Text segment

— BEGIN —

You are viewing a plain text version of this content. The canonical link for it is here.
Posted to user@flink.apache.org by Ted Yu <yu...@gmail.com> on 2017/08/03 21:32:59 UTC

Re: Customer inputformat

Did you use StreamExecutionEnvironment.createFileInput() ?

What did the modification times of the 2 files look like (were they the
newest) ?

Cheers

On Mon, Jul 31, 2017 at 12:42 PM, Mohit Anchlia <mo...@gmail.com>
wrote:

> Thanks! When I give path to a directory flink is only reading 2 files. It
> seems to be picking these 2 files randomly.
>
> On Mon, Jul 31, 2017 at 12:05 AM, Fabian Hueske <fh...@gmail.com> wrote:
>
>> Hi Mohit,
>>
>> as Ted said, there are plenty of InputFormats which are based on
>> FileInputFormat.

— END —

Restate the stretch of the mailing list reply from "You are viewing" through "use StreamExecutionEnvironment.createFileInput() ?", substituting "official" for "canonical". Work only from the mailing list reply.

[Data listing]
— BEGIN —

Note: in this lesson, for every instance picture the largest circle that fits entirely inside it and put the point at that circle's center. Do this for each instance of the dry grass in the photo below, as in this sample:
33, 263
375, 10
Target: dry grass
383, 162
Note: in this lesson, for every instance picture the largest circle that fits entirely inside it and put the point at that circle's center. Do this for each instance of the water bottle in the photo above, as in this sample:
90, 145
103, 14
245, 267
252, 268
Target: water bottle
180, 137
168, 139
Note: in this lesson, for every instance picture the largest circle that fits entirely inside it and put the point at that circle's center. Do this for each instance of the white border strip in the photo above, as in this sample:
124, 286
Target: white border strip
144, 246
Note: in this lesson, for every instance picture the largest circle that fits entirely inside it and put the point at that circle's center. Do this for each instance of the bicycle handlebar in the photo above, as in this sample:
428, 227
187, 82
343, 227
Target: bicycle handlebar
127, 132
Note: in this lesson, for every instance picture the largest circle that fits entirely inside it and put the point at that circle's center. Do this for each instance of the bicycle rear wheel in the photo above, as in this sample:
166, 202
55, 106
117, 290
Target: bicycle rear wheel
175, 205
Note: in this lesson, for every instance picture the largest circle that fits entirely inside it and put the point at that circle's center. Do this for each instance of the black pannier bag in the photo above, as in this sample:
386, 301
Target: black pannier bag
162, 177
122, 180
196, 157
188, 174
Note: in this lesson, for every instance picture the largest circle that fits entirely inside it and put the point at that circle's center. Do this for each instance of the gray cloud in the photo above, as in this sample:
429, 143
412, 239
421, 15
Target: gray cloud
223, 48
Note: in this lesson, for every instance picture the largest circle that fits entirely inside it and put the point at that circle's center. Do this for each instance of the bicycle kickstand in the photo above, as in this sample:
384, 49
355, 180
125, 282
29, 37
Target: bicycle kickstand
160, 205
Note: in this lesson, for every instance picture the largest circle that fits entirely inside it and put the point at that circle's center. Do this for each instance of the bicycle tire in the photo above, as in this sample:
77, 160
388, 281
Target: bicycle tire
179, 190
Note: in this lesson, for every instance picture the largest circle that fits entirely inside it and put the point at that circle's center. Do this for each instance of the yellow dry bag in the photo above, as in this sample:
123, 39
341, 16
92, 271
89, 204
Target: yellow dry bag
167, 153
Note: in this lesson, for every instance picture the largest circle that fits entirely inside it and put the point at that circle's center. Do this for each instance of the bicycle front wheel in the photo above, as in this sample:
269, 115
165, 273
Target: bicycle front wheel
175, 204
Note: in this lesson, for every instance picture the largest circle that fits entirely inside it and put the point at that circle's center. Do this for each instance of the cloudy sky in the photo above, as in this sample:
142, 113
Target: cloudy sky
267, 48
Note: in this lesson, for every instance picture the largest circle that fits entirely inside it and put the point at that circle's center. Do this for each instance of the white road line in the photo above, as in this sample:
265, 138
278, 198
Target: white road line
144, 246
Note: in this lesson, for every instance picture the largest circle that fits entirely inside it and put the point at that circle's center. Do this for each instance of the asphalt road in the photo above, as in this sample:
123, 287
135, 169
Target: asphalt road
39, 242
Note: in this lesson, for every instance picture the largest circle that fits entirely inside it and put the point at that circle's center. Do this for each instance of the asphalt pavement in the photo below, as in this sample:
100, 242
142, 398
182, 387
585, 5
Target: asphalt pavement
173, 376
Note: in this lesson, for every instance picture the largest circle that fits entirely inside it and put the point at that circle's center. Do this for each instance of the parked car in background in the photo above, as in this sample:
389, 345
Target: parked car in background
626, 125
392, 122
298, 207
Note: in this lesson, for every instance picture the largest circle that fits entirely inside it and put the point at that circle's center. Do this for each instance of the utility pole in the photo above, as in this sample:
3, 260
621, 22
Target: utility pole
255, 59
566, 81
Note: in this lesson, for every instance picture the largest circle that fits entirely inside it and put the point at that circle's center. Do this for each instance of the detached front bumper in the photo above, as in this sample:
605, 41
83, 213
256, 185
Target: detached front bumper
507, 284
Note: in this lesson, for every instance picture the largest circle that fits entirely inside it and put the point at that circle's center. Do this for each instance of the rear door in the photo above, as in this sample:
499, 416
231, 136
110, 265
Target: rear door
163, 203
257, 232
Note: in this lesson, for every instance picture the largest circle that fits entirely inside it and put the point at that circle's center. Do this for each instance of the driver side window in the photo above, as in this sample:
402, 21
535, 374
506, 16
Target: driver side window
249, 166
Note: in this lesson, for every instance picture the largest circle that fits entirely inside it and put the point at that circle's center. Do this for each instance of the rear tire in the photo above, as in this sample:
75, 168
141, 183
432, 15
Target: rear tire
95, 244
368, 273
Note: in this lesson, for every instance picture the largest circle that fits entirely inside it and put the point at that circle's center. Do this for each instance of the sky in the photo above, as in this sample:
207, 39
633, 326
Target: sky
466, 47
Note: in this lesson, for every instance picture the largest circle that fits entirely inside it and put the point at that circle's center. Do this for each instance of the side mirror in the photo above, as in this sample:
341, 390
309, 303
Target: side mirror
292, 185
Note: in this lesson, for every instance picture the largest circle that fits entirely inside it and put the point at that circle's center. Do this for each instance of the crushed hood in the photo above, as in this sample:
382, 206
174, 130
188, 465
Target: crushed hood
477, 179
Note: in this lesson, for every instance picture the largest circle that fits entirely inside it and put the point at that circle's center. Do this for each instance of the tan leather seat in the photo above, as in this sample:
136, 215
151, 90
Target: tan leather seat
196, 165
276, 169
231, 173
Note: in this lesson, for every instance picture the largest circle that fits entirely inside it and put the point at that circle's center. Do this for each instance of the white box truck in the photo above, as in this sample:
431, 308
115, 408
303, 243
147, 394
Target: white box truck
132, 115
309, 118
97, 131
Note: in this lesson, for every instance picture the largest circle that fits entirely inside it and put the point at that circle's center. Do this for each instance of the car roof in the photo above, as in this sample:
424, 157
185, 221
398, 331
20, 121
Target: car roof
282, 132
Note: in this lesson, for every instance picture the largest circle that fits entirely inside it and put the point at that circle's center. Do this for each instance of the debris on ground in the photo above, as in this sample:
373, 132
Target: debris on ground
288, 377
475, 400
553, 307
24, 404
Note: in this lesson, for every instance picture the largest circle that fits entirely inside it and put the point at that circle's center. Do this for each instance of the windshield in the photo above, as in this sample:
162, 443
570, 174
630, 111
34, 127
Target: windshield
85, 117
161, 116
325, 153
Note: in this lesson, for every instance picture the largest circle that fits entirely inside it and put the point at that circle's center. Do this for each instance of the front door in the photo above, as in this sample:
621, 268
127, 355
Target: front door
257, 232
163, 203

— END —

Response to the exercise
You are viewing a plain text version of this content. The official link for it is here.
Posted to user@flink.apache.org by Ted Yu <yu...@gmail.com> on 2017/08/03 21:32:59 UTC

Re: Customer inputformat

Did you use StreamExecutionEnvironment.createFileInput() ?